#### Stored records

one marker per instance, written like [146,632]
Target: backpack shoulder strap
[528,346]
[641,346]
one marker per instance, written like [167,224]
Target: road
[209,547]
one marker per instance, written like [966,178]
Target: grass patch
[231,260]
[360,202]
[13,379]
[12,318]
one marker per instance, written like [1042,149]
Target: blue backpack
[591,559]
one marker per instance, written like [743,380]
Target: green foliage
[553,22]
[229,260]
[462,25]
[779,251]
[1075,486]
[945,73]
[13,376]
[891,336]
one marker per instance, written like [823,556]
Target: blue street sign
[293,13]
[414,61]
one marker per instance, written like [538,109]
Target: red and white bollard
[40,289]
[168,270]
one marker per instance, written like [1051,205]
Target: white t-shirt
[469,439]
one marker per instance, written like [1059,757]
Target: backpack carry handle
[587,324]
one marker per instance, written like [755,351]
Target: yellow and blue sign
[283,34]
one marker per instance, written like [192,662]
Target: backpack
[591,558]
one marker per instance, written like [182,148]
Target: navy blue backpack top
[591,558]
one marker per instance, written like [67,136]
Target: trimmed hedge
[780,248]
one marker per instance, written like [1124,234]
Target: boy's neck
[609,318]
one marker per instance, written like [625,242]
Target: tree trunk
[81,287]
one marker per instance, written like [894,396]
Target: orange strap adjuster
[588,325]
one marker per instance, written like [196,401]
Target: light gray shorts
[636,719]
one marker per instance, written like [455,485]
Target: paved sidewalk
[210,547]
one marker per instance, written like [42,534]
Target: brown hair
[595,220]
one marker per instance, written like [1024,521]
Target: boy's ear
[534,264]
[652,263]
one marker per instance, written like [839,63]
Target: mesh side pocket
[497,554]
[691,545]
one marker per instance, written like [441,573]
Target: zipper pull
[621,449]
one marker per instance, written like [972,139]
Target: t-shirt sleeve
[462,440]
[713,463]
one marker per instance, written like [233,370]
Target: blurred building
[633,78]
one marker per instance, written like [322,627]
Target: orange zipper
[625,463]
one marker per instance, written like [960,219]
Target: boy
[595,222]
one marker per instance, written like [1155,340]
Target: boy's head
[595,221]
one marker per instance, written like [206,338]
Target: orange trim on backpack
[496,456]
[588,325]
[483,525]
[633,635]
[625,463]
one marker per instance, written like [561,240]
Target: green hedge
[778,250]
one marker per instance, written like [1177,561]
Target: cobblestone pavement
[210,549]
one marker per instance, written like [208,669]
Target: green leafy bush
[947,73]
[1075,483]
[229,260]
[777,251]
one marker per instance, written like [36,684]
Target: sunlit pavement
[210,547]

########

Output these lines as a JSON list of strings, one string per line, omitting blank lines.

**Worked solution**:
[
  "one marker per instance, written like [146,632]",
  "Target: backpack shoulder strap",
  "[528,346]",
  "[641,346]",
  "one marker per instance, written like [167,224]",
  "Target: road",
  "[209,547]",
  "one marker per instance, written like [966,178]",
  "Target: grass patch",
  "[231,260]",
  "[360,202]",
  "[13,379]",
  "[12,318]",
  "one marker per instance, written like [1042,149]",
  "Target: blue backpack",
  "[591,559]",
  "one marker per instance, written like [743,380]",
  "Target: green foliage",
  "[553,22]",
  "[229,260]",
  "[462,25]",
  "[779,251]",
  "[1075,486]",
  "[945,73]",
  "[13,376]",
  "[891,336]",
  "one marker per instance, written like [823,556]",
  "Target: blue street sign",
  "[293,13]",
  "[414,61]",
  "one marker per instance, written like [538,109]",
  "Target: red and white bollard",
  "[40,289]",
  "[168,270]",
  "one marker per instance, written like [1051,205]",
  "Target: white t-shirt",
  "[469,439]",
  "one marker per instance, written like [1059,757]",
  "Target: backpack carry handle",
  "[587,324]",
  "one marker per instance, written like [755,351]",
  "Target: yellow and blue sign",
  "[283,34]",
  "one marker per instance, written like [192,662]",
  "Target: backpack",
  "[591,558]",
  "one marker per instance, written like [182,148]",
  "Target: navy blue backpack top",
  "[591,558]",
  "one marker per instance, written like [67,136]",
  "Target: trimmed hedge",
  "[780,248]",
  "one marker per instance, written like [1124,234]",
  "Target: boy's neck",
  "[609,318]",
  "one marker per instance, written like [625,242]",
  "Target: tree trunk",
  "[81,287]",
  "one marker per instance, written like [894,396]",
  "Target: orange strap adjuster",
  "[588,325]",
  "one marker per instance, written like [196,401]",
  "Target: light gray shorts",
  "[636,719]",
  "one marker per instance, written like [455,485]",
  "Target: paved sidewalk",
  "[210,547]",
  "one marker per instance, written like [42,534]",
  "Target: brown hair",
  "[595,220]",
  "one marker per instance, written like [1024,521]",
  "Target: boy's ear",
  "[534,264]",
  "[652,263]",
  "one marker per instance, written like [839,63]",
  "Target: mesh side pocket",
  "[497,554]",
  "[691,545]",
  "one marker per instance, written like [441,573]",
  "Target: zipper pull",
  "[621,449]",
  "one marker per instance, written like [972,139]",
  "Target: t-shirt sleeve",
  "[462,440]",
  "[713,463]",
  "one marker per instance, written like [233,370]",
  "Target: blurred building",
  "[633,78]",
  "one marker per instance, written like [322,627]",
  "Target: orange zipper",
  "[625,463]",
  "one marker per instance, written like [960,219]",
  "Target: boy",
  "[595,222]",
  "one marker per instance, written like [1155,340]",
  "Target: boy's head",
  "[595,221]",
  "one marker per instance, written like [206,338]",
  "Target: orange trim on backpack",
  "[496,456]",
  "[588,325]",
  "[483,525]",
  "[633,635]",
  "[625,463]",
  "one marker per instance, written like [561,240]",
  "Target: green hedge",
  "[778,250]",
  "one marker per instance, written like [1177,561]",
  "Target: cobblestone pavement",
  "[210,549]",
  "one marker per instance, written like [208,669]",
  "Target: green leafy bush",
  "[947,73]",
  "[1075,483]",
  "[229,260]",
  "[777,251]",
  "one marker per instance, written like [36,684]",
  "Target: sunlit pavement",
  "[210,547]"
]